**Brief**. Write out the full set of records exactly. Any pictures in them do not belong in the copy.
□ □ □ □ □ □ □
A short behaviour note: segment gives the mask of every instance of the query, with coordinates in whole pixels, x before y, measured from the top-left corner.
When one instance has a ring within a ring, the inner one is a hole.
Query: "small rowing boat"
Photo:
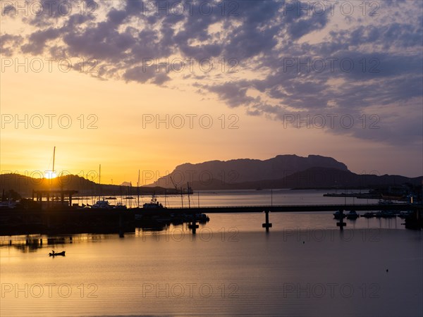
[[[49,256],[65,256],[65,251],[62,251],[61,252],[55,252],[54,251],[53,251],[53,252],[49,253]]]

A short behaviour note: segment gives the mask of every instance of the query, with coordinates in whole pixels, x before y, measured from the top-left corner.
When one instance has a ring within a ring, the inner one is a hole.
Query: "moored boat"
[[[347,219],[355,220],[358,217],[360,217],[360,215],[358,213],[357,213],[357,212],[355,210],[352,210],[352,211],[350,211],[350,212],[348,213],[347,213],[346,216],[347,216]]]

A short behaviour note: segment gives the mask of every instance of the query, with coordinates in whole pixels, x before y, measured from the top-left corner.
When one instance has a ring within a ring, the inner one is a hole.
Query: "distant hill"
[[[267,160],[241,158],[231,161],[209,161],[197,164],[186,163],[178,166],[168,175],[157,180],[153,185],[186,188],[187,182],[193,188],[204,186],[218,189],[223,184],[243,183],[259,180],[280,180],[311,168],[333,168],[348,171],[347,166],[331,157],[309,155],[278,155]]]
[[[126,184],[126,183],[123,183]],[[130,185],[130,183],[128,183]],[[88,180],[76,175],[67,175],[54,179],[32,178],[25,175],[9,173],[0,175],[0,195],[4,190],[5,197],[11,190],[20,194],[23,197],[32,197],[32,190],[46,189],[73,189],[78,192],[80,195],[99,196],[102,195],[136,195],[136,187],[128,185],[102,185]],[[176,191],[174,191],[176,192]],[[140,194],[151,195],[153,193],[162,194],[164,188],[158,187],[140,187]],[[167,192],[170,192],[167,190]]]
[[[331,157],[309,155],[278,155],[268,160],[235,159],[210,161],[177,166],[168,175],[153,185],[194,190],[255,189],[259,188],[364,188],[396,186],[403,184],[420,185],[423,177],[359,175],[347,166]]]
[[[350,170],[336,168],[311,168],[306,170],[291,174],[278,180],[245,182],[227,185],[239,189],[257,188],[336,188],[342,191],[344,188],[372,188],[387,186],[400,186],[405,184],[419,186],[423,176],[407,178],[397,175],[356,174]]]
□ □ □ □ □ □ □
**Answer to the problem**.
A short behaviour note: segment gives the mask of every instance of the query, with coordinates in whole pixels, x before y, measured from the top-left corner.
When one instance has a ring within a ring, the inner one is a hole.
Query: "small rowing boat"
Photo:
[[[49,256],[65,256],[65,251],[62,251],[61,252],[55,252],[54,251],[53,251],[53,252],[49,253]]]

A short behaviour note: segment gives the mask of every instance of the query, with coordinates in whole pixels, x before y, measured from the top-left corner.
When one instance has a ring within a ring, the inner one is a hole.
Query: "moored boat"
[[[347,219],[355,220],[358,217],[360,217],[360,215],[358,213],[357,213],[357,212],[355,210],[352,210],[352,211],[350,211],[350,212],[348,213],[347,213],[346,216],[347,216]]]

A short behaviour note: segment gives the mask of every instance of the query, with coordinates in whole pixels, x before y, measured from the top-left corner.
When one instance has a ring within a ring, the inner one is a hole.
Query: "distant hill"
[[[267,160],[241,158],[231,161],[209,161],[197,164],[186,163],[178,166],[168,175],[157,180],[153,185],[186,188],[187,182],[193,188],[204,186],[218,189],[223,184],[243,183],[259,180],[280,180],[311,168],[333,168],[348,171],[347,166],[331,157],[309,155],[278,155]]]
[[[126,184],[126,183],[123,183]],[[130,185],[130,183],[128,183]],[[88,180],[76,175],[67,175],[54,179],[32,178],[25,175],[9,173],[0,175],[0,195],[4,190],[5,197],[11,190],[20,194],[23,197],[32,197],[32,190],[46,189],[73,189],[78,192],[80,195],[99,196],[102,195],[136,195],[136,187],[128,185],[102,185]],[[176,191],[174,191],[176,192]],[[140,194],[151,195],[153,193],[162,194],[164,188],[158,187],[140,187]],[[167,192],[170,192],[167,190]]]
[[[331,157],[309,155],[278,155],[268,160],[235,159],[210,161],[177,166],[168,175],[153,185],[194,190],[255,189],[259,188],[364,188],[396,186],[403,184],[420,185],[423,177],[359,175],[347,166]]]
[[[350,170],[336,168],[311,168],[306,170],[291,174],[278,180],[245,182],[227,185],[239,189],[257,188],[336,188],[342,191],[344,188],[372,188],[387,186],[400,186],[405,184],[419,186],[423,176],[407,178],[397,175],[356,174]]]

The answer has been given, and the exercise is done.